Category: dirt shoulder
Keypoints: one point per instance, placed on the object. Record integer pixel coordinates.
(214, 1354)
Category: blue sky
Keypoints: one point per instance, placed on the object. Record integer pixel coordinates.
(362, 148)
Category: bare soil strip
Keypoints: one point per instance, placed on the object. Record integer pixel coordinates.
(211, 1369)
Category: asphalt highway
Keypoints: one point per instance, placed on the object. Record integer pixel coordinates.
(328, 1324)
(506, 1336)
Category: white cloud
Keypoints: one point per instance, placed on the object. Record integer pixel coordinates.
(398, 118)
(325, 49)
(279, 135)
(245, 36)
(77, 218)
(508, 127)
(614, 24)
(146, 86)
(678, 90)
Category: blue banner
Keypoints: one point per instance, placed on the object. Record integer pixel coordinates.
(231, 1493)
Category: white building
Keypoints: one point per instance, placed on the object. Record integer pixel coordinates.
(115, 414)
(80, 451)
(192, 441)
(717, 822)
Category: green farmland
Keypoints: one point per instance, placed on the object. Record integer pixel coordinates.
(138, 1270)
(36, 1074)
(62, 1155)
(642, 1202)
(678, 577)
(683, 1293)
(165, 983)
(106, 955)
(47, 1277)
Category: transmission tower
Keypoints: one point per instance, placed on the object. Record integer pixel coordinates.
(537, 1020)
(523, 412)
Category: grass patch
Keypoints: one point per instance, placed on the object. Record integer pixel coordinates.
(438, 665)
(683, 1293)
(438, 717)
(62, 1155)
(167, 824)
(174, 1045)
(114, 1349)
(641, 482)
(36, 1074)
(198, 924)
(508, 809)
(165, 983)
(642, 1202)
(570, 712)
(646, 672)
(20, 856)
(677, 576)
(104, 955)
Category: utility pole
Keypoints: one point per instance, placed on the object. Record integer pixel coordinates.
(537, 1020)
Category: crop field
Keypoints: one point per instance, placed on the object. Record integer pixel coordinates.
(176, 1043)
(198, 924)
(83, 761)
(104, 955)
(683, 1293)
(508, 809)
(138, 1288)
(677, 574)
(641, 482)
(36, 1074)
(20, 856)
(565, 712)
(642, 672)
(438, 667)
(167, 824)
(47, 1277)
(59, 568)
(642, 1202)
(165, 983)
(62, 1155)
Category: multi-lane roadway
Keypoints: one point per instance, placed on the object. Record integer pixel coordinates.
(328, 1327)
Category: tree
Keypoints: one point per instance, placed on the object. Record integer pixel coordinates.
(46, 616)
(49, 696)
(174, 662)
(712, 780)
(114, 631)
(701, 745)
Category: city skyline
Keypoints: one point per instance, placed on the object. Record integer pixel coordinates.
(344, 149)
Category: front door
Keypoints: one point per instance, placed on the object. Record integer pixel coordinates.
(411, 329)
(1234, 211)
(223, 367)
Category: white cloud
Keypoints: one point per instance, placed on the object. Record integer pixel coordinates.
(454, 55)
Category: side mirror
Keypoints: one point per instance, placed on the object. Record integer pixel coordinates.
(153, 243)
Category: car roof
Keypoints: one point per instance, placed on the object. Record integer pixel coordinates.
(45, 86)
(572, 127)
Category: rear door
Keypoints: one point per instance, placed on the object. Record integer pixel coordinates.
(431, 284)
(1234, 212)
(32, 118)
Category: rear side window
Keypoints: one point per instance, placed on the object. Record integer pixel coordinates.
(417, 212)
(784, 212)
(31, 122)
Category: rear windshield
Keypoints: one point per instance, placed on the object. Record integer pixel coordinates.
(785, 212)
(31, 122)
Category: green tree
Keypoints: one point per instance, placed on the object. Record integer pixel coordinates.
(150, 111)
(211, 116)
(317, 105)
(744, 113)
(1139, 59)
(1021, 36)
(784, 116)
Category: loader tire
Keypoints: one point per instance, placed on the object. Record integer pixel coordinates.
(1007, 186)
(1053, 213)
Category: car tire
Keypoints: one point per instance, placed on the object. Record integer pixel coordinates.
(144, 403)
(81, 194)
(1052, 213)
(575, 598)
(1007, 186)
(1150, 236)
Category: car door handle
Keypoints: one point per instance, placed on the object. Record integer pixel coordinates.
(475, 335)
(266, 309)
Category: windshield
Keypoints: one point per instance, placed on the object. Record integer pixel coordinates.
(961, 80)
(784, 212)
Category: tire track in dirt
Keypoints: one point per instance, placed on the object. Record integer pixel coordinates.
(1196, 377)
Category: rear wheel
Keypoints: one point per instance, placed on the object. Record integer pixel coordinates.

= Problem =
Render all of the data above as a numbered list, leaving out any blank lines.

= Solved exercise =
1. Category: dirt shoulder
2. Keypoints: one point per instance, placed on the object. Record integer pixel coordinates.
3. (214, 1354)
4. Category: blue sky
5. Keypoints: one point per instance, placed on the object. Record integer pixel coordinates.
6. (362, 148)
7. Category: bare soil strip
8. Keypoints: one point per instance, placed on the object. Record integer pixel coordinates.
9. (211, 1369)
10. Category: asphalt highway
11. Keypoints: one point per instance, placed on the object. Record integer pixel coordinates.
12. (328, 1324)
13. (506, 1336)
14. Category: white cloud
15. Keypoints: one point per instance, placed on the object. Record integer pixel coordinates.
16. (398, 118)
17. (325, 49)
18. (279, 135)
19. (245, 36)
20. (77, 218)
21. (508, 127)
22. (614, 24)
23. (146, 86)
24. (678, 90)
25. Category: blue banner
26. Keypoints: one point per instance, placed on the object. Record integer pixel coordinates.
27. (231, 1493)
28. Category: white building
29. Keypoints: one point per instance, placed on the object. Record integer pixel coordinates.
30. (115, 414)
31. (80, 451)
32. (192, 441)
33. (717, 822)
34. Category: green farmland
35. Keypoints: one point per instance, placed on the object. Record integer pixel coordinates.
36. (138, 1270)
37. (36, 1074)
38. (62, 1155)
39. (642, 1202)
40. (678, 577)
41. (683, 1293)
42. (165, 983)
43. (106, 955)
44. (47, 1277)
45. Category: transmission tower
46. Keypoints: one point per instance, placed on the object. Record integer pixel coordinates.
47. (537, 1020)
48. (523, 412)
49. Category: grass patch
50. Keypoints: one point per instance, placed on the object. Record integer pixel coordinates.
51. (438, 665)
52. (683, 1293)
53. (438, 717)
54. (62, 1155)
55. (167, 824)
56. (174, 1045)
57. (114, 1349)
58. (641, 482)
59. (36, 1074)
60. (198, 924)
61. (508, 809)
62. (165, 983)
63. (642, 1202)
64. (570, 712)
65. (646, 672)
66. (20, 856)
67. (677, 576)
68. (104, 955)
69. Category: utility pole
70. Keypoints: one point per instance, placed on the object. Record integer pixel coordinates.
71. (537, 1020)
72. Category: crop field
73. Keypoints: one point per instance, placed on the object. Record integer pixel coordinates.
74. (176, 1043)
75. (198, 924)
76. (83, 761)
77. (104, 955)
78. (683, 1293)
79. (508, 809)
80. (138, 1288)
81. (677, 574)
82. (641, 482)
83. (36, 1074)
84. (20, 856)
85. (565, 712)
86. (642, 672)
87. (438, 667)
88. (167, 824)
89. (47, 1277)
90. (59, 568)
91. (642, 1202)
92. (165, 983)
93. (62, 1155)
94. Category: multi-lane roadway
95. Keypoints: one point per instance, placed on the object. Record integer pixel coordinates.
96. (328, 1327)
97. Category: tree
98. Keypoints: one point per instance, placed on the object. Record integer pixel coordinates.
99. (46, 616)
100. (49, 696)
101. (174, 662)
102. (712, 780)
103. (114, 631)
104. (701, 745)
105. Category: city skyline
106. Keypoints: one point per instance, placed on the object. Record integer pixel coordinates.
107. (344, 149)
108. Category: front door
109. Keypoints: one point per instance, placed on the object. Record integer pixel coordinates.
110. (411, 329)
111. (1234, 211)
112. (223, 367)
113. Category: white cloud
114. Keypoints: one point per instance, placed on the object. Record integer pixel coordinates.
115. (454, 55)
116. Category: side mirror
117. Keypoints: one point per instance, placed on the object. Record integer pixel coordinates.
118. (153, 243)
119. Category: car roof
120. Keypoints: one point per instance, placed on the object. Record integer pixel coordinates.
121. (45, 86)
122. (572, 127)
123. Category: rear door
124. Keypoints: one point per instance, placed on the object. Record integer pixel coordinates.
125. (431, 284)
126. (1234, 212)
127. (32, 118)
128. Category: rear side window
129. Keypoints: one point per instance, placed on the object. Record integer pixel coordinates.
130. (417, 212)
131. (784, 212)
132. (31, 122)
133. Category: rear windshield
134. Keypoints: one point per instance, placed on the object. Record integer pixel coordinates.
135. (785, 212)
136. (31, 122)
137. Category: green tree
138. Keypoints: one point per instance, placed on the object. Record integer pixel coordinates.
139. (150, 111)
140. (211, 116)
141. (317, 105)
142. (744, 113)
143. (1139, 59)
144. (1021, 36)
145. (784, 116)
146. Category: loader tire
147. Keypoints: one point per instance, placed on the object. Record integer pixel coordinates.
148. (1007, 186)
149. (1053, 213)
150. Category: car tire
151. Keypoints: one point per instance, placed on the object. Record integer pixel coordinates.
152. (144, 403)
153. (81, 194)
154. (1052, 213)
155. (575, 598)
156. (1007, 186)
157. (1150, 236)
158. Category: car door handle
159. Keypoints: one point per instance, placed on the object. Record integer pixel coordinates.
160. (475, 335)
161. (266, 309)
162. Category: windshield
163. Keypoints: one point per instance, placed on the object. Record integer pixel coordinates.
164. (961, 80)
165. (784, 212)
166. Category: tire track in dirt
167. Keypoints: one point per instance, placed on the object. Record integer pixel coordinates.
168. (1196, 377)
169. Category: rear wheel
170. Keypoints: one point per instance, placed on the object. Record integer pixel coordinates.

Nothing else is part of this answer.